Dataset entries
=== Section Start ===

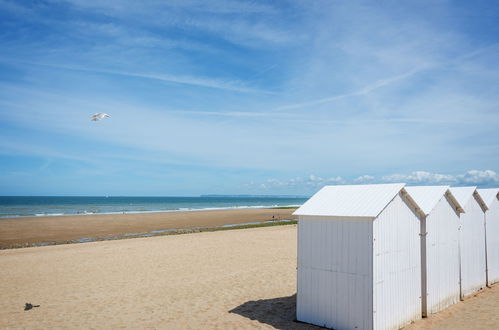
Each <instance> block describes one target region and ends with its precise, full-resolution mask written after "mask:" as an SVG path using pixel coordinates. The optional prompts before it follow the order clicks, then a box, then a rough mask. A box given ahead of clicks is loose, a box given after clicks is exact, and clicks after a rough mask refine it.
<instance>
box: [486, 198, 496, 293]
mask: <svg viewBox="0 0 499 330" xmlns="http://www.w3.org/2000/svg"><path fill="white" fill-rule="evenodd" d="M486 222H487V266H488V273H489V274H488V278H489V283H488V284H493V283H496V282H499V200H498V199H497V198H494V201H493V202H492V203H490V206H489V210H488V211H487V213H486Z"/></svg>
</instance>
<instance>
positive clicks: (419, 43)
mask: <svg viewBox="0 0 499 330" xmlns="http://www.w3.org/2000/svg"><path fill="white" fill-rule="evenodd" d="M498 22H499V4H498V3H497V1H438V0H432V1H377V2H375V3H374V2H372V1H339V0H338V1H333V0H331V1H313V0H306V1H305V0H303V1H300V0H293V1H229V0H212V1H201V0H199V1H198V0H182V1H180V0H179V1H175V0H171V1H156V0H152V1H144V2H139V1H133V0H119V1H117V0H109V1H96V0H47V1H43V0H38V1H32V2H30V1H9V0H0V116H1V117H0V118H1V119H0V195H197V194H204V193H219V194H220V193H221V194H223V193H229V194H234V193H236V194H237V193H240V194H310V193H312V192H314V191H316V190H317V189H318V188H320V187H321V186H322V185H324V184H338V183H366V182H394V181H402V182H408V183H411V184H452V185H479V186H484V187H487V186H488V187H490V186H499V174H498V172H499V166H498V164H499V142H498V141H499V130H498V127H499V93H498V91H499V60H498V59H499V23H498ZM97 112H106V113H109V114H110V115H111V118H107V119H105V120H102V121H99V122H91V121H90V117H91V115H92V114H94V113H97Z"/></svg>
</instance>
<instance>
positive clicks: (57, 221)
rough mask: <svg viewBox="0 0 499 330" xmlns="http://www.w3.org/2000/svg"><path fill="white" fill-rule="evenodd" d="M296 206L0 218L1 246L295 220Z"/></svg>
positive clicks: (8, 245)
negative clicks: (212, 226)
mask: <svg viewBox="0 0 499 330" xmlns="http://www.w3.org/2000/svg"><path fill="white" fill-rule="evenodd" d="M293 211H294V210H293V209H272V208H269V209H237V210H209V211H190V212H162V213H136V214H102V215H74V216H49V217H26V218H3V219H0V247H6V246H12V245H19V244H25V243H40V242H59V241H68V240H74V239H80V238H86V237H97V236H110V235H123V234H129V233H144V232H149V231H153V230H165V229H173V228H177V229H183V228H194V227H211V226H222V225H228V224H240V223H247V222H259V221H268V220H280V219H294V217H293V216H292V215H291V213H293Z"/></svg>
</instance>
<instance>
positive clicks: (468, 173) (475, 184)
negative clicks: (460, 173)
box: [456, 170, 499, 185]
mask: <svg viewBox="0 0 499 330" xmlns="http://www.w3.org/2000/svg"><path fill="white" fill-rule="evenodd" d="M456 179H457V180H458V182H459V183H463V184H475V185H487V184H498V183H499V174H497V173H496V172H494V171H492V170H485V171H477V170H471V171H468V172H466V173H464V174H460V175H457V176H456Z"/></svg>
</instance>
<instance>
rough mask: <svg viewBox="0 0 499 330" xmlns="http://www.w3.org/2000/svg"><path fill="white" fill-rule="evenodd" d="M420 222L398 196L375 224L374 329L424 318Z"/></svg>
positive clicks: (394, 327) (392, 327) (395, 197)
mask: <svg viewBox="0 0 499 330" xmlns="http://www.w3.org/2000/svg"><path fill="white" fill-rule="evenodd" d="M419 231H420V221H419V218H418V217H417V216H416V214H415V213H413V212H412V211H411V209H410V208H409V206H408V205H407V204H406V203H405V202H404V200H403V199H402V197H401V196H400V195H398V196H397V197H395V199H394V200H393V201H392V202H391V203H390V204H389V205H388V206H387V208H386V209H385V210H384V211H383V212H382V213H381V214H380V216H379V217H378V218H376V219H375V220H374V224H373V237H374V249H373V251H374V264H373V267H374V310H375V313H374V328H375V329H400V328H402V327H403V326H404V325H407V324H409V323H411V321H414V320H417V319H420V318H421V266H420V265H421V256H420V236H419Z"/></svg>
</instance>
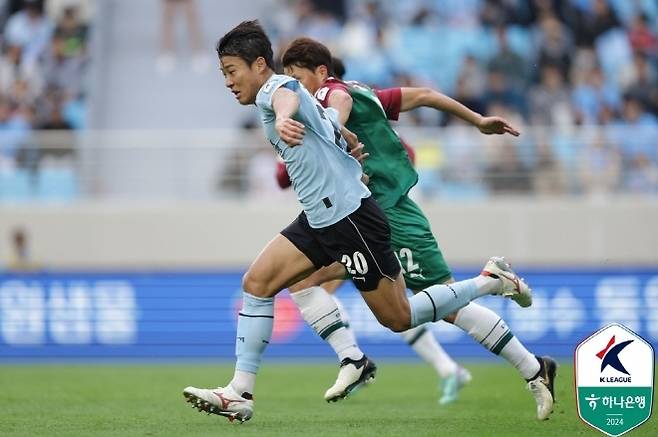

=== Section End ===

**Exercise instructions:** Report how many lines of the material contain the string "clicks", matching case exactly, and give only the number.

**Exercise output:** 8